> _Document section_
━━━━━━

In this example workflow, we demonstrate a single cell classifier we recently developed in our preprint.

For illustration, we’ve chosen a T cell dataset that we recently published to get started. The TPM expression matrix can be downloaded here.

Library

suppressMessages(library(ggplot2))
suppressMessages(library(tidyverse))
suppressMessages(library(scibet))
suppressMessages(library(viridis))
suppressMessages(library(ggsci))

Load the data

path_da <- "~/test.rds.gz"
expr <- readr::read_rds(path = path_da) 

For expression matrix (TPM), rows should be cells and the last column should be "label".

expr[1:10, 1:10]

E(ntropy)-test for supervised gene selection

Based on our unified model, we developed E-test for supervised gene selection. This step is implemented with SelectGene function. Our use of E-test involves an assumption that there is no heterogeneity within each population and hence 𝑆 could be directly calculated by feeding its corresponding 𝐸 into the 𝑆-𝐸 formula.

etest_gene <- SelectGene(expr, k = 50)
etest_gene
##  [1] "CXCL13"   "CCR7"     "FGFBP2"   "SELL"     "CCL4"     "GZMH"    
##  [7] "GZMB"     "IFNG"     "CCL3"     "FCGR3A"   "GPR15"    "RGS1"    
## [13] "GZMK"     "CX3CR1"   "KLRC2"    "CXCR6"    "GZMA"     "RGS2"    
## [19] "MAL"      "TMIGD2"   "LEF1"     "KLRC1"    "PLEK"     "HAVCR2"  
## [25] "KLRF1"    "GNLY"     "S100B"    "CD160"    "NR4A2"    "KLRG1"   
## [31] "ITGAE"    "NR4A1"    "FOS"      "FCER1G"   "LDLRAP1"  "NKG7"    
## [37] "HLA-DRB5" "VCAM1"    "CCL5"     "CST7"     "PDCD1"    "FCRL6"   
## [43] "C1orf162" "CD82"     "TNFAIP3"  "GPR183"   "LAT2"     "CD69"    
## [49] "S1PR5"    "PLAC8"

To verify these genes, we can examine their expression patterns across different cell types with Marker_heatmap.

Marker_heatmap(expr, etest_gene)

━━━━━━

> _Exercise instructions_
- 1) In the single cell classifier walkthrough, explain in one to three sentences why 𝑆 can be calculated directly by feeding 𝐸 into the 𝑆-𝐸 formula during E-test gene selection.
- 2) Reproduce the single cell classifier walkthrough word for word, from "For illustration, we’ve" up to and including "suppressMessages(library(viridis))".

━━━━━━

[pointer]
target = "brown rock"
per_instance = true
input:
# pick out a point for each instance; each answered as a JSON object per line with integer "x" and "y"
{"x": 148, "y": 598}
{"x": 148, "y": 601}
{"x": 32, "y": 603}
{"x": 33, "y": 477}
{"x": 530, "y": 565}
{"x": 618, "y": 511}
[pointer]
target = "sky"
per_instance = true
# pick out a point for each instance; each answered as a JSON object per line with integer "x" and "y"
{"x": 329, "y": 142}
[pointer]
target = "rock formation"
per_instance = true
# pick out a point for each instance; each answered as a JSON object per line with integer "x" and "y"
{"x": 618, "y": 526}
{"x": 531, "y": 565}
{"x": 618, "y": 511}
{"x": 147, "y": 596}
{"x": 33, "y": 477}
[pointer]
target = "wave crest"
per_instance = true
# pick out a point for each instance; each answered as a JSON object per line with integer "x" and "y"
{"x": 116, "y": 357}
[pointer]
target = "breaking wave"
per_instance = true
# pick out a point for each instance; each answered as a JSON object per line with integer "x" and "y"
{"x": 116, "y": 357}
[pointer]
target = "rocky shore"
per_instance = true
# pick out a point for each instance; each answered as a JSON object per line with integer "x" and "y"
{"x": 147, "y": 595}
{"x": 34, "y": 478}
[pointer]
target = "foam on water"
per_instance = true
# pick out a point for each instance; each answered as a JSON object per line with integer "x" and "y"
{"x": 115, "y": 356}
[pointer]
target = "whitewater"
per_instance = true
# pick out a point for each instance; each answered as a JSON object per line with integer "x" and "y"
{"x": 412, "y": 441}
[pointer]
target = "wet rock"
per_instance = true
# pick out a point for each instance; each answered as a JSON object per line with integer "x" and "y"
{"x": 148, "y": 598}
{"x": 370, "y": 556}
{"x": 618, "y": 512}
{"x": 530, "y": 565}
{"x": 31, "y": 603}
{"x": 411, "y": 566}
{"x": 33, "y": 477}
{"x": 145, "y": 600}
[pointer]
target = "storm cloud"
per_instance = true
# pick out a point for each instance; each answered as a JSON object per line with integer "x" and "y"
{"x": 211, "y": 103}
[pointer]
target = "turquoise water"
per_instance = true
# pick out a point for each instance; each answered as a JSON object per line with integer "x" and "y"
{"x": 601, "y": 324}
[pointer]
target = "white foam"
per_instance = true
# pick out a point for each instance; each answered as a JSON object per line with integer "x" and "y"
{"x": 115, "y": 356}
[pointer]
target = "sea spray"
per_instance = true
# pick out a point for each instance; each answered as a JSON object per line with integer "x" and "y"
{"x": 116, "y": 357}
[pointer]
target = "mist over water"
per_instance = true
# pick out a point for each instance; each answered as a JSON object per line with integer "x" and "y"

━━━━━━

> _Answers by task_
- 1) The use of E-test assumes that there is no heterogeneity within each population. Under that assumption, 𝑆 can be computed directly by feeding its corresponding 𝐸 into the 𝑆-𝐸 formula.

- 2)
For illustration, we’ve chosen a T cell dataset that we recently published to get started. The TPM expression matrix can be downloaded here.

Library

suppressMessages(library(ggplot2))
suppressMessages(library(tidyverse))
suppressMessages(library(scibet))
suppressMessages(library(viridis))